#### Exercise requirements:
1. How many training epochs does the Florence2 fine-tuning notebook set?
2. Carry on with the Florence2 fine-tuning notebook from the point where it ends.

#### Supplied passage:

======

# Florence2 Fine-Tuning
This Colab demonstrates how to fine-tune the Florence2 language model using HuggingFace Transformers.

## Setup
Install the required packages.

In [None]:
!pip install -q transformers datasets accelerate

## Load Dataset
Replace `'path/to/data'` with your dataset path or dataset name on HuggingFace Hub.

In [None]:
from datasets import load_dataset
dataset = load_dataset('path/to/data')
dataset = dataset['train'].train_test_split(test_size=0.1)
train_dataset = dataset['train']
eval_dataset = dataset['test']

## Load Model and Tokenizer

In [None]:
from transformers import AutoTokenizer, AutoModelForCausalLM
model_name = 'florence/florence-2'  # Update with the correct model name
tokenizer = AutoTokenizer.from_pretrained(model_name)
model = AutoModelForCausalLM.from_pretrained(model_name)

## Training Configuration

In [None]:
from transformers import TrainingArguments, Trainer
training_args = TrainingArguments(
    output_dir='florence2-finetuned',
    per_device_train_batch_size=4,
    per_device_eval_batch_size=4,
    num_train_epochs=3,
    logging_steps=10,
    evaluation_strategy='steps',
    save_steps=100,
)

======

#### Dataset content:

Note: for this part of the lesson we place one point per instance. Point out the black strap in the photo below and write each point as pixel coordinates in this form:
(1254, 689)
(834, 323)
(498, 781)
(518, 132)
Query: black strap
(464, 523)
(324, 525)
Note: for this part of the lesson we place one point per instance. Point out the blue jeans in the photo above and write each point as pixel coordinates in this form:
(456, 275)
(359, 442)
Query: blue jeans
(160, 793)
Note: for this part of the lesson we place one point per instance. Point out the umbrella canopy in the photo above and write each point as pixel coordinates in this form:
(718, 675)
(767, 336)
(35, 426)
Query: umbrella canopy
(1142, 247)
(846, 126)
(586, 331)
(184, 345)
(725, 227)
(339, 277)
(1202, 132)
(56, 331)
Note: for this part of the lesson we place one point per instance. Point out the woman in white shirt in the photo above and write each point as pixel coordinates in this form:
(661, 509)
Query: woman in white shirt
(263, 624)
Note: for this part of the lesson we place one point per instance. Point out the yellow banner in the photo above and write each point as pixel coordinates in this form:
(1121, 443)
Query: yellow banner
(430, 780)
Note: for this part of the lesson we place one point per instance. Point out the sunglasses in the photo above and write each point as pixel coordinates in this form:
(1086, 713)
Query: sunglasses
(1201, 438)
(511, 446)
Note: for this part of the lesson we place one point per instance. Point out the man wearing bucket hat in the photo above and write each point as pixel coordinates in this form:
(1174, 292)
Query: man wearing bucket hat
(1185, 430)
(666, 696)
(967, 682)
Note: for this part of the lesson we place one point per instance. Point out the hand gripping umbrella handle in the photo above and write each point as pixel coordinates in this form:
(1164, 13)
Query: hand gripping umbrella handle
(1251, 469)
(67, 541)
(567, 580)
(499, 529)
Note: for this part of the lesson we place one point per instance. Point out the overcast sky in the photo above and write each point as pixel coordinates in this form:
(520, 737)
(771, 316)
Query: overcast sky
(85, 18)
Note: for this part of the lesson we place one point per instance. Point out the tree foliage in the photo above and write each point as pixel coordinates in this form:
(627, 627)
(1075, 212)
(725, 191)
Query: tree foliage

======

#### Task results:
1. Three epochs.

2.
## Preprocess

In [None]:
def tokenize_function(examples):
    return tokenizer(examples['text'], truncation=True)

tokenized_train = train_dataset.map(tokenize_function, batched=True)
tokenized_eval = eval_dataset.map(tokenize_function, batched=True)

## Fine-Tune

In [None]:
trainer = Trainer(
    model=model,
    args=training_args,
    train_dataset=tokenized_train,
    eval_dataset=tokenized_eval,
)
trainer.train()

## Save Model

In [None]:
trainer.save_model('florence2-finetuned')

## Inference

In [None]:
inputs = tokenizer('Hello, world!', return_tensors='pt').to(model.device)
outputs = model.generate(**inputs, max_new_tokens=20)
print(tokenizer.decode(outputs[0]))